◆ Work item:
Please set down, exactly as written, the line containing "Target: short dark hair" and every line after it through the end of the records.

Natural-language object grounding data
+++
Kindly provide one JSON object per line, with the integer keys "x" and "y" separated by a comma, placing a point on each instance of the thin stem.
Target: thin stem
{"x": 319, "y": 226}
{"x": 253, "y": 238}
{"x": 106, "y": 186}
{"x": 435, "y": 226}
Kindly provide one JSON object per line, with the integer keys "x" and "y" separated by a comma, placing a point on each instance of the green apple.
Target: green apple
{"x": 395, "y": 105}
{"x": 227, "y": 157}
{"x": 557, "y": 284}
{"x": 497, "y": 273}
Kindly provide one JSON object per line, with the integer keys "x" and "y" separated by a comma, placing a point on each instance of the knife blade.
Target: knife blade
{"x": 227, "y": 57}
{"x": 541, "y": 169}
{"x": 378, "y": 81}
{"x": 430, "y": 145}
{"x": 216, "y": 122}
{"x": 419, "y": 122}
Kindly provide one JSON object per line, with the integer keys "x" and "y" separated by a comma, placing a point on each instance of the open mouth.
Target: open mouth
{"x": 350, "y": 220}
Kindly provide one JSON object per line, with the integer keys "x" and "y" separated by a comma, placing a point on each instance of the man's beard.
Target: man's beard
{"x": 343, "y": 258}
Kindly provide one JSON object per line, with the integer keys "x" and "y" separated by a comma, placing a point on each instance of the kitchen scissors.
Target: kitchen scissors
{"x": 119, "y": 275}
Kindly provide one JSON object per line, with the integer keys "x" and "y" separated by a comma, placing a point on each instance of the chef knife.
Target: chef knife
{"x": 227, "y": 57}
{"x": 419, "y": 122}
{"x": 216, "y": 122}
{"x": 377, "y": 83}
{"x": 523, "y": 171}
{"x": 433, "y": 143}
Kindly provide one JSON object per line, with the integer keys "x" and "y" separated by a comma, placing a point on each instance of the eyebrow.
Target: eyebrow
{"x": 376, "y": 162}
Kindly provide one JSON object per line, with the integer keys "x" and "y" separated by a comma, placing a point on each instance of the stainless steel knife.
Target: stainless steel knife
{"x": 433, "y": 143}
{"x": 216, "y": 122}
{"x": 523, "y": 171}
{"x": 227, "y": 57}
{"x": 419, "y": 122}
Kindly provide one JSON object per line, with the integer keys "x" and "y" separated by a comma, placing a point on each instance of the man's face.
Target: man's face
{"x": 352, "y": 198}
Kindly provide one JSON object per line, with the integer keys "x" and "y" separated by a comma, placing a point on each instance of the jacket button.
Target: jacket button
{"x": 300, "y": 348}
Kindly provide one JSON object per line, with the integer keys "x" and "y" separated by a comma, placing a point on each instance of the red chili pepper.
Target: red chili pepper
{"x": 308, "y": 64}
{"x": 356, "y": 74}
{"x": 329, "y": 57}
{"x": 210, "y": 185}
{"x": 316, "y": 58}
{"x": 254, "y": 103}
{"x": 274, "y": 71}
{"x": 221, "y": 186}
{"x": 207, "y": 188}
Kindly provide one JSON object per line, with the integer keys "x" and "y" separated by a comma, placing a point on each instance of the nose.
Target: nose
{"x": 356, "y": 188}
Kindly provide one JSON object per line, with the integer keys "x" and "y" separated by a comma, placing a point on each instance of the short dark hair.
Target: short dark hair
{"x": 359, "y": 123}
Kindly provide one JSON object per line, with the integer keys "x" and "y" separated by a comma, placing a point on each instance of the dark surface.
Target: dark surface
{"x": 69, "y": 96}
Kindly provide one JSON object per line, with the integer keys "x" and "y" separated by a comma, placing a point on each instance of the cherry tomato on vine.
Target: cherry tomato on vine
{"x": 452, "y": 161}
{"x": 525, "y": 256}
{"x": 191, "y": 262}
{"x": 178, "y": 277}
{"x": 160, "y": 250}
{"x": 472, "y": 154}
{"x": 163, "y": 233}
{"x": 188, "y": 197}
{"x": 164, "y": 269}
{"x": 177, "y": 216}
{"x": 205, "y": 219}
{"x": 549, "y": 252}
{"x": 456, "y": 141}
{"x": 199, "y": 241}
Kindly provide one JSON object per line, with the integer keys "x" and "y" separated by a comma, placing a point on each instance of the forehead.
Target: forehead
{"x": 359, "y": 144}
+++
◆ Written solution:
Target: short dark hair
{"x": 359, "y": 123}
Kindly provide one JSON object per line, with the integer keys "x" and "y" separated by a comma, placing a point on each instance of the dark surface.
Target: dark surface
{"x": 69, "y": 96}
Kindly provide one JSON object per line, with the integer keys "x" and "y" separated by a comma, placing a point on each instance of the cherry tomato on vine.
Target: cherry tomato on vine
{"x": 452, "y": 161}
{"x": 525, "y": 256}
{"x": 191, "y": 262}
{"x": 178, "y": 277}
{"x": 160, "y": 250}
{"x": 472, "y": 154}
{"x": 163, "y": 233}
{"x": 188, "y": 197}
{"x": 164, "y": 269}
{"x": 177, "y": 216}
{"x": 205, "y": 219}
{"x": 549, "y": 252}
{"x": 456, "y": 141}
{"x": 199, "y": 241}
Kindly provide one JSON object per line, with the integer keys "x" and "y" separated by a comma, placing a point on each instance of the forehead.
Target: forehead
{"x": 359, "y": 144}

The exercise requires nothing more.